DATA PROVIDED —
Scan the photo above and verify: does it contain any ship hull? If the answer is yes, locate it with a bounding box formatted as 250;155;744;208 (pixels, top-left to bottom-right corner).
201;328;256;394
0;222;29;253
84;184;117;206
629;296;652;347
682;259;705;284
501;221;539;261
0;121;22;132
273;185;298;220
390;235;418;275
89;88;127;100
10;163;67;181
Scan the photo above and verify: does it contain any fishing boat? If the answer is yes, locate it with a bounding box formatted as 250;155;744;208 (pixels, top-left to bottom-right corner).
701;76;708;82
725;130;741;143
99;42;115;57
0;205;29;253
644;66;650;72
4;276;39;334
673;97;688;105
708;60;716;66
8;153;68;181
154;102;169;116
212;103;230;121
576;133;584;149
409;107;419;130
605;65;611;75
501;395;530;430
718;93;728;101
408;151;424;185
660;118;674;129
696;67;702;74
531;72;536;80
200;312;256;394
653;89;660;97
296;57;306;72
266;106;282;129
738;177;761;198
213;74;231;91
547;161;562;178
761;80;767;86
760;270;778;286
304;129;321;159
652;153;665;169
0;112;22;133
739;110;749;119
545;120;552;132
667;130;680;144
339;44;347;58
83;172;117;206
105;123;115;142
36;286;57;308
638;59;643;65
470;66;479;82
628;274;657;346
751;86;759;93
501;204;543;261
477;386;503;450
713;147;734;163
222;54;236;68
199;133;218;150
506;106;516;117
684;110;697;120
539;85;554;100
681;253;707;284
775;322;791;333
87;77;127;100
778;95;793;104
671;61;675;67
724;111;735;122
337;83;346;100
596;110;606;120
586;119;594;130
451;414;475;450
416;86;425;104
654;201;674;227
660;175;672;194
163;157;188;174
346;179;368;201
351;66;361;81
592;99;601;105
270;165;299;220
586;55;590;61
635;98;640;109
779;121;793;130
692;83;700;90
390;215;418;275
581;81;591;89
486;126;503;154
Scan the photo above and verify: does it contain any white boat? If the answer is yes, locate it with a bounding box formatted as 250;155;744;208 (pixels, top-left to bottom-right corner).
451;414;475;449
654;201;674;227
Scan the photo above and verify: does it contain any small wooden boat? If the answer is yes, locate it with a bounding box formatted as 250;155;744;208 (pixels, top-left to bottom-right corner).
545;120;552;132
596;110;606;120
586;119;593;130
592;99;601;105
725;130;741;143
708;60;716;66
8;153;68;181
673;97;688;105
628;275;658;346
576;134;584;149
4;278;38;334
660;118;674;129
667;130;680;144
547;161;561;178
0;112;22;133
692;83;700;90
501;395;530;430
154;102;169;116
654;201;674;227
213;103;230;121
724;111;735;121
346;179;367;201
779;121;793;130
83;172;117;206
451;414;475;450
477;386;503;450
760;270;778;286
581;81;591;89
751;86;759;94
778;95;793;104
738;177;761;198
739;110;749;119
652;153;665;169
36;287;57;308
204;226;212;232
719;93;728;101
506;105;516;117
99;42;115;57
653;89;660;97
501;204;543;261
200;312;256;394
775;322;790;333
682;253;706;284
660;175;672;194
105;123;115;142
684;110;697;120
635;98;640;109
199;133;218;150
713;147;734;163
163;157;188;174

ACTIVITY — Each record must be restated word for word, including the last line.

RESULT —
Scan the photo above and verify: does it contain any ship hull? If the answer is yes, locate it with a bounding box formatted as 250;155;744;208 (pixels, top-left to bottom-right corner).
201;328;256;394
0;222;29;253
84;184;117;206
629;296;652;347
682;259;705;284
501;221;539;261
0;121;22;132
273;185;298;220
390;235;418;275
89;88;127;100
10;163;67;181
Scan the photo above and verify: does it contain any fishing boat? If the answer is yes, locate it with a bounding box formatted as 250;155;744;208 (pixels, top-left to bottom-right corner).
701;76;708;82
725;130;741;143
99;42;115;57
0;205;29;253
644;66;650;72
4;276;39;334
673;97;688;105
708;60;716;66
8;153;68;181
154;102;169;116
212;103;230;121
576;133;584;149
409;107;419;130
605;65;611;75
501;395;530;430
718;93;728;101
408;151;424;185
660;118;674;129
696;67;702;74
531;72;536;80
200;312;256;394
653;89;660;97
296;57;306;72
266;106;282;129
738;177;761;198
213;74;231;91
547;161;562;178
761;80;767;86
760;270;778;286
304;129;321;159
652;153;665;169
0;112;22;133
739;110;749;119
545;120;552;132
667;130;680;144
339;44;347;58
83;172;117;206
105;123;115;142
36;286;57;308
638;59;643;65
470;66;479;82
628;274;657;346
751;86;759;93
501;204;543;261
477;386;503;450
713;147;734;163
222;54;236;68
199;133;218;150
506;106;516;117
684;110;697;120
539;85;554;100
681;253;707;284
775;322;791;333
87;77;127;100
778;95;793;104
671;61;675;67
724;111;735;122
337;83;346;100
596;110;606;120
586;119;594;130
451;414;475;450
416;86;425;104
654;201;674;227
660;175;672;194
163;157;188;174
346;179;368;201
351;66;361;81
592;99;601;105
270;165;299;220
586;55;590;61
635;98;640;109
779;121;793;130
692;83;700;90
390;215;418;275
581;81;591;89
486;126;503;154
Scan the photo above and verify: does it contain any white boat? If the answer is yes, locate it with a bounding box formatted as 250;155;744;208 (pixels, top-left to bottom-right corner).
451;414;475;449
654;201;674;227
Scan the photo above and verify: does it contain any small wooden boat? If the answer is yes, locate it with a bounding box formatted as 250;155;744;208 (pixels, top-left to bottom-right corner).
545;120;552;132
596;110;606;120
586;119;593;130
592;99;601;105
725;130;741;143
708;60;716;66
8;153;68;181
673;97;688;105
628;275;658;346
576;134;584;149
4;278;38;334
660;118;674;129
667;130;680;144
547;161;561;178
0;112;22;133
692;83;700;90
501;395;530;430
154;102;169;116
654;201;674;227
213;103;230;121
724;111;735;121
346;179;367;201
779;121;793;130
83;172;117;206
451;414;475;450
477;386;503;450
760;270;778;286
581;81;591;89
751;86;759;94
778;95;793;104
738;177;761;198
739;110;749;119
652;153;665;169
36;287;57;308
204;226;212;232
719;93;728;101
506;105;516;117
99;42;115;57
653;89;660;97
501;204;543;261
200;312;256;394
775;322;790;333
682;253;706;284
660;175;672;194
105;123;115;142
684;110;697;120
635;98;640;109
199;133;218;150
713;147;734;163
163;157;188;174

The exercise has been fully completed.